Over the past three weeks, there’s been an abundance of news reports and opinion pieces related to the fires in the Amazon rainforest. It’s not undeserved. At more than 2 million square miles, the tropical rainforest is the world’s largest, not to mention a treasure trove of flora, fauna and landforms. Nowhere on Earth is there more biodiversity. Its beauty alone commands awe and respect.
Yes, it’s not surprising that the world should be concerned with the tens of thousands of wildfires that have hit this planetary wonder. What’s confounding is the amount of misguided rhetoric that has sprung forth, not the least of which is that U.S. beef consumption is to blame for the blazes. (For the record, it’s not. Only 0.5% of beef consumed in the United States comes from Brazil – where the largest portion of the rainforest is located – and soy produced there is not fed to U.S. beef cattle.)
Make no mistake – I’m not minimizing the wildfires. Neither am I being cavalier about the myriad of issues behind them or the effects they could or will have in the near and long term. The environment is an intricately composed symphony. When one instrument is out of tune or a musician misses a note, the performance is the lesser for it. Maybe not even worth the price of admission. In environmental terms, that means a lot of cacophony in the form of extinction, pollution, climate change and more.

## Exercise set
- a) Translate this sentence from the Amazon fires passage into Spanish: "Nowhere on Earth is there more biodiversity."
- b) Print the part of the Amazon fires passage between "Over the past" and "awe and respect.", inclusive.
Work only from the Amazon fires passage.

## Stored data entries
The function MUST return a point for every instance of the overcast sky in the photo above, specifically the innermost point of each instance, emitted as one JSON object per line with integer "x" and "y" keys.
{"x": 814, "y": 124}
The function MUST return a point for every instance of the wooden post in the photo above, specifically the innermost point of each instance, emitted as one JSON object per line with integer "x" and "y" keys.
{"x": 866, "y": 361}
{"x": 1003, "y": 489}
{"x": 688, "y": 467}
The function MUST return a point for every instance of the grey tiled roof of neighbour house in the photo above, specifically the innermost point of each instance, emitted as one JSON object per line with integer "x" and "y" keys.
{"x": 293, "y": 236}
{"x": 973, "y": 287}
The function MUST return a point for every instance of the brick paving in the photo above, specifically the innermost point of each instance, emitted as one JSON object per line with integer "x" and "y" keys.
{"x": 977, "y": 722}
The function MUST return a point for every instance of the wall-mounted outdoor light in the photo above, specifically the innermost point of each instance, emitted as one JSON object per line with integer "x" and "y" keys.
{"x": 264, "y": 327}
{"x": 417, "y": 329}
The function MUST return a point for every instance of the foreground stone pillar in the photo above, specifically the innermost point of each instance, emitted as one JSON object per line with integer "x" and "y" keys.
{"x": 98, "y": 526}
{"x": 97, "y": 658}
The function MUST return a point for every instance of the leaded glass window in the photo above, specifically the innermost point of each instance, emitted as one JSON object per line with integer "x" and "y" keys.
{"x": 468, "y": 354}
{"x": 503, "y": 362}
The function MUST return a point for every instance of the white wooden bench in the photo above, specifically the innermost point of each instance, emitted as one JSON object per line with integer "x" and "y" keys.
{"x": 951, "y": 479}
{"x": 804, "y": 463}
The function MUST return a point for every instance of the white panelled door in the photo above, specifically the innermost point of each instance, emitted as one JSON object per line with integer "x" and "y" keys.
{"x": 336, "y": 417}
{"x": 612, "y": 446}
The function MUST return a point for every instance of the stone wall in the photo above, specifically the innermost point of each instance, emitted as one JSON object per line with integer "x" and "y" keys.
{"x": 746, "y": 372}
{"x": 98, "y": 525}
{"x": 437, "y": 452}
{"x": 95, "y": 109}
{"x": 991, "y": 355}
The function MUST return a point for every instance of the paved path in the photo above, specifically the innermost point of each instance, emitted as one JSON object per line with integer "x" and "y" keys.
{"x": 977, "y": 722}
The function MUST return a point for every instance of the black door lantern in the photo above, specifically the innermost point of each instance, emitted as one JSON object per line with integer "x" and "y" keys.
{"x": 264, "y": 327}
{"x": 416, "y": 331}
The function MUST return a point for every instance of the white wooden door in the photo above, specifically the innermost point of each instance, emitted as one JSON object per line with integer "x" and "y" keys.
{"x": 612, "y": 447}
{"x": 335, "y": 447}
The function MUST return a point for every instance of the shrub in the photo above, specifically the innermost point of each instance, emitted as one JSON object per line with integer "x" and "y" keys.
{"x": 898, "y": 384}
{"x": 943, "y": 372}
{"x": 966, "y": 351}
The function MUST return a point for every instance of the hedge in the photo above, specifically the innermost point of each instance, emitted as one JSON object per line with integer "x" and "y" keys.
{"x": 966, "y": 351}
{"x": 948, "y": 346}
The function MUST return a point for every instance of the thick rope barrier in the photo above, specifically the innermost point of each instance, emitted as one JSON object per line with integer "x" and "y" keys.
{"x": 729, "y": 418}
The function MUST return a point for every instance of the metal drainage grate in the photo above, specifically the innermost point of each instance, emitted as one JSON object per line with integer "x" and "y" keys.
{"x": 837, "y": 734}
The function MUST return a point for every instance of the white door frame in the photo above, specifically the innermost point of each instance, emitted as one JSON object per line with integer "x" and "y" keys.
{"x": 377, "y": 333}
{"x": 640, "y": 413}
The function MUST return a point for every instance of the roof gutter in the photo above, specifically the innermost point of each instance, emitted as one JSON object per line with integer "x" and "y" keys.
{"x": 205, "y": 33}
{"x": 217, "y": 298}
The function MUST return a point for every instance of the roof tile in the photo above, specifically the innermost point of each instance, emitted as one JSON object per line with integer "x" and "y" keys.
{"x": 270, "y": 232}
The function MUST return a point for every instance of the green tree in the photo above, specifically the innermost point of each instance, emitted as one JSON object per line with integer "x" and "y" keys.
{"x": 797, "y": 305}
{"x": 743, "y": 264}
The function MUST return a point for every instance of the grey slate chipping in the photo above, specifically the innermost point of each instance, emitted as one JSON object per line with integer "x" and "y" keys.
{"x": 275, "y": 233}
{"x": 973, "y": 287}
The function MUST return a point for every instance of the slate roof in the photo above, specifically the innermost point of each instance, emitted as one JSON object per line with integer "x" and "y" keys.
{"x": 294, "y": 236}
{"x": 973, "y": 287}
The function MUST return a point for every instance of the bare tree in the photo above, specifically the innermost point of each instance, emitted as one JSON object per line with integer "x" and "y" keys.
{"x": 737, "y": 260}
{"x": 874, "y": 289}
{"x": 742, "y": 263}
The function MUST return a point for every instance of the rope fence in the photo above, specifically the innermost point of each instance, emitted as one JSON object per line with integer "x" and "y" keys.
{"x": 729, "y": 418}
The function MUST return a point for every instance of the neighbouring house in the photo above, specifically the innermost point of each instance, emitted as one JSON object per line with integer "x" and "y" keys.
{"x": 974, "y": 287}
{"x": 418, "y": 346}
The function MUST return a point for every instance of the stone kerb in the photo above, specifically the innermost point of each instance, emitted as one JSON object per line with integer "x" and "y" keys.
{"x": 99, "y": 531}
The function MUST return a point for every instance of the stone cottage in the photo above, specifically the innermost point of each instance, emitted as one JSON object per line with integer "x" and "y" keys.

## Response list
- a) En ningún lugar de la Tierra hay más biodiversidad.

- b)
Over the past three weeks, there’s been an abundance of news reports and opinion pieces related to the fires in the Amazon rainforest. It’s not undeserved. At more than 2 million square miles, the tropical rainforest is the world’s largest, not to mention a treasure trove of flora, fauna and landforms. Nowhere on Earth is there more biodiversity. Its beauty alone commands awe and respect.